(Coordinate labeling records)
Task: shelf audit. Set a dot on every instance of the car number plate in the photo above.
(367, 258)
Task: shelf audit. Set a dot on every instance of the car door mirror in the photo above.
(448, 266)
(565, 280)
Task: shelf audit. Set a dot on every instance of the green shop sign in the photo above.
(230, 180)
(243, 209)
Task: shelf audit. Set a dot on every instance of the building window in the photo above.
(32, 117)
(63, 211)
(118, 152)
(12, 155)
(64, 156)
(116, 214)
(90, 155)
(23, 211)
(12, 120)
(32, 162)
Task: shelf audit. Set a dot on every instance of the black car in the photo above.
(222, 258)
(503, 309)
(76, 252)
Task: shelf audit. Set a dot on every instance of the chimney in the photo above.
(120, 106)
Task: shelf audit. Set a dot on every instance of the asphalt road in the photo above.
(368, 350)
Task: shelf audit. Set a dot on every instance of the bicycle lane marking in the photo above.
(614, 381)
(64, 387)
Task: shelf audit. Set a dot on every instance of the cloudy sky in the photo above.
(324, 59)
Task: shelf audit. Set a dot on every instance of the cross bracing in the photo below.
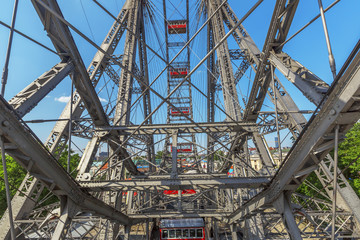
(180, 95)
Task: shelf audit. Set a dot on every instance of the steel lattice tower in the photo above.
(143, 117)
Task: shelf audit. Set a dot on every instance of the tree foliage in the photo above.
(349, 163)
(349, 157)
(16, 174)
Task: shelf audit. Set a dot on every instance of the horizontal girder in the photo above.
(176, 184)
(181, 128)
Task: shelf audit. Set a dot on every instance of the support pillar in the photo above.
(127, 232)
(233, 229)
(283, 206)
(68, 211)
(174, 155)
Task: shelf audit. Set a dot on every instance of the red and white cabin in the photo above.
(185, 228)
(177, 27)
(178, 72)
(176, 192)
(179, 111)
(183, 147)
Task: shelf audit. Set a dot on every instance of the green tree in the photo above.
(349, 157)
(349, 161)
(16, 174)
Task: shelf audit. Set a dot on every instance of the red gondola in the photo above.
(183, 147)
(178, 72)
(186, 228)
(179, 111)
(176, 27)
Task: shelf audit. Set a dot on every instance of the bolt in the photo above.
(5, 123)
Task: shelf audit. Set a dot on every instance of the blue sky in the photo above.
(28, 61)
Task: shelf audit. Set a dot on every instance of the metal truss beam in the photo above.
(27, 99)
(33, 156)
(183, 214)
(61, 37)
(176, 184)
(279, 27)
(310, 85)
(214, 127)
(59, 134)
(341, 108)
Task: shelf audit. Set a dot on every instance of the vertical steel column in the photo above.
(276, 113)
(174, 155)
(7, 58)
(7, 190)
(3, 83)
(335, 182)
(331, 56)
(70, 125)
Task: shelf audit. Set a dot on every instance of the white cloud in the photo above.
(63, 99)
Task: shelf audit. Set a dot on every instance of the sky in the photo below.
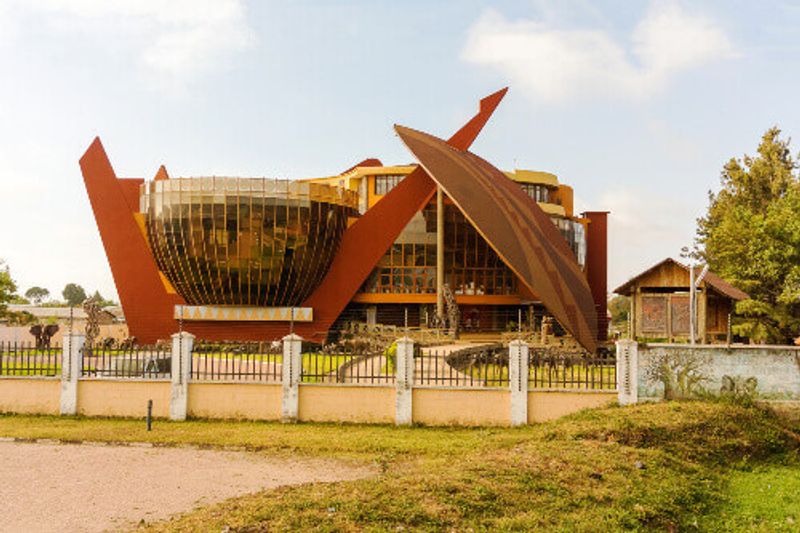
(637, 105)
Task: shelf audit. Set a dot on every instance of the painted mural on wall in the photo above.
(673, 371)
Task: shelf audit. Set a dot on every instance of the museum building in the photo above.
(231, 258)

• Given exercise: Copy out the records word for word, from the line containing "building in the photo above." through the end of the records.

• Exercise answer:
Task: shelf audit. Set a dot on every instance of the museum building in the photo above.
(231, 258)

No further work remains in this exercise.